Saturday, 8 May 2010

Doing as I'm told

Doing as I'm told has never come naturally to me.  The minute someone tells me what to do, some recalcitrant part of my brain kicks in and my natural impulse is to do the opposite.  I only have to see a sign saying No Entry, Keep Off The Grass or 50 mph, and I'm ready to break the rules.  My next text message came through and I was all set to mutiny, and it wasn't even lunchtime yet!  Go to Upton Park and visit Queen's Market.....with an internal sigh, I turned away from the prospect of exploring Greenwich Park and set off on my journey to Upton Park in East London - they might sound similar but the word park is about all they have in common!








Some observations on the way.....


Overheard on the train - Ticket inspector to smartly dressed young Asian man caught fare-dodging: What's your Christian name? - Mohammed. And your last name? - Ali.

Going through the ticket hall at Bow Road tube station, I witnessed a group of 6 ticket inspectors going through the turnstiles - one of them had his Oyster card refused. I wondered idly what the collective noun for a group of ticket inspectors would be. A dodge, perhaps?

Climbing the stairs at Upton Park tube, the home of West Ham football ground, I was met with the incongruous sound of soothing Classical piano music coming from the loudspeakers in the entrance hall.  It doesn't do to have preconceived ideas about a place - life is full of surprises.

Friday, 23 April 2010

Following instructions

With the time for my final journey approaching, I felt a mixture of relief and regret - relief that my task would soon be completed but also regret as these trips have become part of my routine and I shall miss them.  Still, all good things must come to an end and if I were to continue them too long, the idea would become overworked and the novelty pall. 

As it was the last remaining dice option, it obviously wasn't a surprise but out of all of them, this was probably the one over which I had least control.  This journey was to be under the influence of another person - by handing over my will for the day and following a set of text instructions sent by my good friend Chad, I attempted to put myself in the position of ‘going with the flow', allowing whatever would happen to happen. I had no idea what to expect - the only proviso that I had made was that the tasks were not to be illegal or put me in any physical danger.

§ EXCERPTED RECORDS:

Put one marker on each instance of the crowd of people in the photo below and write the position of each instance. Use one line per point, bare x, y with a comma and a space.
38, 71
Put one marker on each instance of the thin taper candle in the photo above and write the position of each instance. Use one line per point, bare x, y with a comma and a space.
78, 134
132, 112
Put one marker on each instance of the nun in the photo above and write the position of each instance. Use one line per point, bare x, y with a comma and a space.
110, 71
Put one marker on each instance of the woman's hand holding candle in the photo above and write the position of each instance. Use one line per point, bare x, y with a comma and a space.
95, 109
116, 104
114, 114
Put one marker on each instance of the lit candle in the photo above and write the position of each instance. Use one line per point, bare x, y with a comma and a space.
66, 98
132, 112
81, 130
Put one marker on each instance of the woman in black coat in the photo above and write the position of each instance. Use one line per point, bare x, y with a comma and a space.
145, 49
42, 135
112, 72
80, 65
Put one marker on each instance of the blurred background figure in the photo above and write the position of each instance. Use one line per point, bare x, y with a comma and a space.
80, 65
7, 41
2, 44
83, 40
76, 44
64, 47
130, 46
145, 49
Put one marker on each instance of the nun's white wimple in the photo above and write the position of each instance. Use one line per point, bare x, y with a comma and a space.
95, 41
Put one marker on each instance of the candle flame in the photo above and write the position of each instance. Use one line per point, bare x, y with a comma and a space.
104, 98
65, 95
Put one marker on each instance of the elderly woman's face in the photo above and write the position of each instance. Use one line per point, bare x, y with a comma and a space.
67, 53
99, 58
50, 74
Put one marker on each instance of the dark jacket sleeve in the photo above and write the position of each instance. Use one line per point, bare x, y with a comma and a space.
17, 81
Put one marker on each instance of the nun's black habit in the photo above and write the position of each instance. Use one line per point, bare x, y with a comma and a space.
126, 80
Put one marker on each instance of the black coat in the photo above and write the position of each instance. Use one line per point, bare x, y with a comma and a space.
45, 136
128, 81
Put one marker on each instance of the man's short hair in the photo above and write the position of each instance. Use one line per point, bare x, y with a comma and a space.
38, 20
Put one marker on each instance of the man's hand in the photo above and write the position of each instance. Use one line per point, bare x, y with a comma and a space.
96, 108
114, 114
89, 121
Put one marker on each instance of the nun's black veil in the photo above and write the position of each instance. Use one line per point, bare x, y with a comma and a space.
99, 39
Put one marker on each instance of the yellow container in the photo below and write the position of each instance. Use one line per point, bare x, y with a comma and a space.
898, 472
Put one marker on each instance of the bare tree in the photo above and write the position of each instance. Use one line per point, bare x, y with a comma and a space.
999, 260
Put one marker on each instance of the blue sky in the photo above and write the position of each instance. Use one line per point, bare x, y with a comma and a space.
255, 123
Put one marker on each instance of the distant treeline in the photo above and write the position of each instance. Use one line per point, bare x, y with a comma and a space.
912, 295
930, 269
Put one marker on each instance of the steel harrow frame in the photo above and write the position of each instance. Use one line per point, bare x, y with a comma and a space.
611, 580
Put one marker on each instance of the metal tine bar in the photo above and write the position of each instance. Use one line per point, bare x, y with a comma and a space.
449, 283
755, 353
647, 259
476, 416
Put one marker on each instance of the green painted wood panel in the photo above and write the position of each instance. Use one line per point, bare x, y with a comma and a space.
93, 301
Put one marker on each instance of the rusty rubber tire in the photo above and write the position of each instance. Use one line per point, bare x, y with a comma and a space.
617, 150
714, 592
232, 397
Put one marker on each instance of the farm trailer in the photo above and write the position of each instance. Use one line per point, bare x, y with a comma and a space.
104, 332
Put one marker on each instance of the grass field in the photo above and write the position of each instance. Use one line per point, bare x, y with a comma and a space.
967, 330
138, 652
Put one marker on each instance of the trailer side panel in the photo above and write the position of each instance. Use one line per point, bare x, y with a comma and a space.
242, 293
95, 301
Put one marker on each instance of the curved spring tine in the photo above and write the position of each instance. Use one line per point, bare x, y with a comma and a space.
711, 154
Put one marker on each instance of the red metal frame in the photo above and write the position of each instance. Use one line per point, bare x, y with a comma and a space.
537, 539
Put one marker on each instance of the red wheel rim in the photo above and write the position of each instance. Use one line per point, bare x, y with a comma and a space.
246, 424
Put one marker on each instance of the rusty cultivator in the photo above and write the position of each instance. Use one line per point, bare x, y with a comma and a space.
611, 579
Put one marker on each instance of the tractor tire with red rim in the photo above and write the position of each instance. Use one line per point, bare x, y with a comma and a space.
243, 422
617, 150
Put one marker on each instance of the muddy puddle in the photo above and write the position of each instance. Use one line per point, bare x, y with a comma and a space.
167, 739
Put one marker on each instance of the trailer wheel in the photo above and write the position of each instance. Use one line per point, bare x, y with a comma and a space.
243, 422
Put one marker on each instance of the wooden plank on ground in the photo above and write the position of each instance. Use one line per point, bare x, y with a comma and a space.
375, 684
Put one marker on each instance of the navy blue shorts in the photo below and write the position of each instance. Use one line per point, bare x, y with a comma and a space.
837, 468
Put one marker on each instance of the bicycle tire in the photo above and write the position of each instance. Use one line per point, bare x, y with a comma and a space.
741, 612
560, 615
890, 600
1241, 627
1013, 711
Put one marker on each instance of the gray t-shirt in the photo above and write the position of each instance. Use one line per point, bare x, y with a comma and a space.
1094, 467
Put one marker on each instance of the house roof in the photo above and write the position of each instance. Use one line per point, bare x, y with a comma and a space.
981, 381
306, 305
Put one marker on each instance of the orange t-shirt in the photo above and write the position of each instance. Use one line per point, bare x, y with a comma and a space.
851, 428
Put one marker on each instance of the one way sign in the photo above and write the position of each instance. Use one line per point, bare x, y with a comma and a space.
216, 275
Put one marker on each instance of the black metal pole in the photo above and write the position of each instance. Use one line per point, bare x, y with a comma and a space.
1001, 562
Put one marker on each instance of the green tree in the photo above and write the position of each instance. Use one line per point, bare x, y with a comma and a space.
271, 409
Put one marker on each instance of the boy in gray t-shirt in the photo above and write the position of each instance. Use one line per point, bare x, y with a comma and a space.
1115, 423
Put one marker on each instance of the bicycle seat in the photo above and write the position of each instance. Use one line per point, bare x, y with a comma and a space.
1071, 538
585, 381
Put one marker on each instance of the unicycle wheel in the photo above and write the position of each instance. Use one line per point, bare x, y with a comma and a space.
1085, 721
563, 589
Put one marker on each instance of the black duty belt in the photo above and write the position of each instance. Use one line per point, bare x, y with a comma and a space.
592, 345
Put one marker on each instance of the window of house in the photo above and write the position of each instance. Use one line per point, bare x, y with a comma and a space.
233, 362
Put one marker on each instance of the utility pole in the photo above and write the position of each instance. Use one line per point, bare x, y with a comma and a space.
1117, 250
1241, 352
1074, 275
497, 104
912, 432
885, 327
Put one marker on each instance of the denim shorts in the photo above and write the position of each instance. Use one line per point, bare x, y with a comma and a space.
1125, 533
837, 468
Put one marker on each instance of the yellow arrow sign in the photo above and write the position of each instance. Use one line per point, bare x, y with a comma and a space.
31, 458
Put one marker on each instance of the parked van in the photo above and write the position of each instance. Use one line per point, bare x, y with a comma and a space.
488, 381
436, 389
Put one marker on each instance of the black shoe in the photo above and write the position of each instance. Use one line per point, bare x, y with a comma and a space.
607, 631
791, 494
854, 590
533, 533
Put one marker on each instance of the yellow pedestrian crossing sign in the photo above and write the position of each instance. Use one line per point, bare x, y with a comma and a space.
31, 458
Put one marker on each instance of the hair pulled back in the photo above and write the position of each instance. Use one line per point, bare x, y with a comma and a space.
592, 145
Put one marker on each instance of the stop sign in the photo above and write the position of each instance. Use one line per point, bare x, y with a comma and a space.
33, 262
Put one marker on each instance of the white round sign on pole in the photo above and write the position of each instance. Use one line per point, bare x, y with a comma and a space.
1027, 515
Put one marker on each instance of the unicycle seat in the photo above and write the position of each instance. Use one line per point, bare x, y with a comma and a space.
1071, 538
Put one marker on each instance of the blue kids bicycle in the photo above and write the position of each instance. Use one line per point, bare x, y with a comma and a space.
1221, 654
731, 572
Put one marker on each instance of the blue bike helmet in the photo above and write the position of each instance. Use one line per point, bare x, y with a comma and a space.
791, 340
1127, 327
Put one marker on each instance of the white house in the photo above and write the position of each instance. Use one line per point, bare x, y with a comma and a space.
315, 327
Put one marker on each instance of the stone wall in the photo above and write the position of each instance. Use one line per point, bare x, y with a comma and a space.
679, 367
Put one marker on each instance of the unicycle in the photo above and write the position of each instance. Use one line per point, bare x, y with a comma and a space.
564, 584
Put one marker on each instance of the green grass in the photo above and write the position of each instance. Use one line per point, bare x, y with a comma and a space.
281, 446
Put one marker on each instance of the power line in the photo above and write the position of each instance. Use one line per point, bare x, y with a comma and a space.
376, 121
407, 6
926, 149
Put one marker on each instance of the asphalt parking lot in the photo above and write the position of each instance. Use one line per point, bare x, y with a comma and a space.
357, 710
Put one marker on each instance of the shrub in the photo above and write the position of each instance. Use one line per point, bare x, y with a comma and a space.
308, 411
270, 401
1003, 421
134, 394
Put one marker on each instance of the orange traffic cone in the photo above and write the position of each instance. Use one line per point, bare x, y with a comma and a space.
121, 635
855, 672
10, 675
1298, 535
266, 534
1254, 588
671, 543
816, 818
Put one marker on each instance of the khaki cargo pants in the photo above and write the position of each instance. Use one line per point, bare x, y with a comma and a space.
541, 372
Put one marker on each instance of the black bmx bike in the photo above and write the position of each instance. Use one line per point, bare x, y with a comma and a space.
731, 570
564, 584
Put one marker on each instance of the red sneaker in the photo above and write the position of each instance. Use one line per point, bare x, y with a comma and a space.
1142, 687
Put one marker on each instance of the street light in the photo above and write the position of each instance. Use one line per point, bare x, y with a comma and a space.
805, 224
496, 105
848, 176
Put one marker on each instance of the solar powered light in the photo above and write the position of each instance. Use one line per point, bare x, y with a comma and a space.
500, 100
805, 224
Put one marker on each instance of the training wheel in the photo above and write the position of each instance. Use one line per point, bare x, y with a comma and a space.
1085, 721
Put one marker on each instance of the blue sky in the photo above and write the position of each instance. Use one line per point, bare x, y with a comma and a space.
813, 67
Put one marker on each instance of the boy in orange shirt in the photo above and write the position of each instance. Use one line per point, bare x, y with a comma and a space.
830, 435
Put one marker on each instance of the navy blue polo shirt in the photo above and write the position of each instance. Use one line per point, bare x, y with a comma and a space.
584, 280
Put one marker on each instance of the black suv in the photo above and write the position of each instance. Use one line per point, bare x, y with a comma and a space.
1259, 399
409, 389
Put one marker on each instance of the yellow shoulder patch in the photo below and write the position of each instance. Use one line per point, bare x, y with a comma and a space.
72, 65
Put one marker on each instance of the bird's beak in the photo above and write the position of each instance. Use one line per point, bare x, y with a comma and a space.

§ STATED EXERCISE: Say whether each of these statements agrees with the blog entries above, answering yes or no and quoting the deciding words: 1. The text message sent the writer to Upton Park instead of Greenwich Park. 2. All six ticket inspectors at Bow Road got through the turnstiles without trouble. 3. The writer's only condition was that the tasks be neither illegal nor physically dangerous.

§ TASK RESPONSE:
1. Yes: "I turned away from the prospect of exploring Greenwich Park and set off on my journey to Upton Park in East London"
2. No: "one of them had his Oyster card refused."
3. Yes: "the only proviso that I had made was that the tasks were not to be illegal or put me in any physical danger."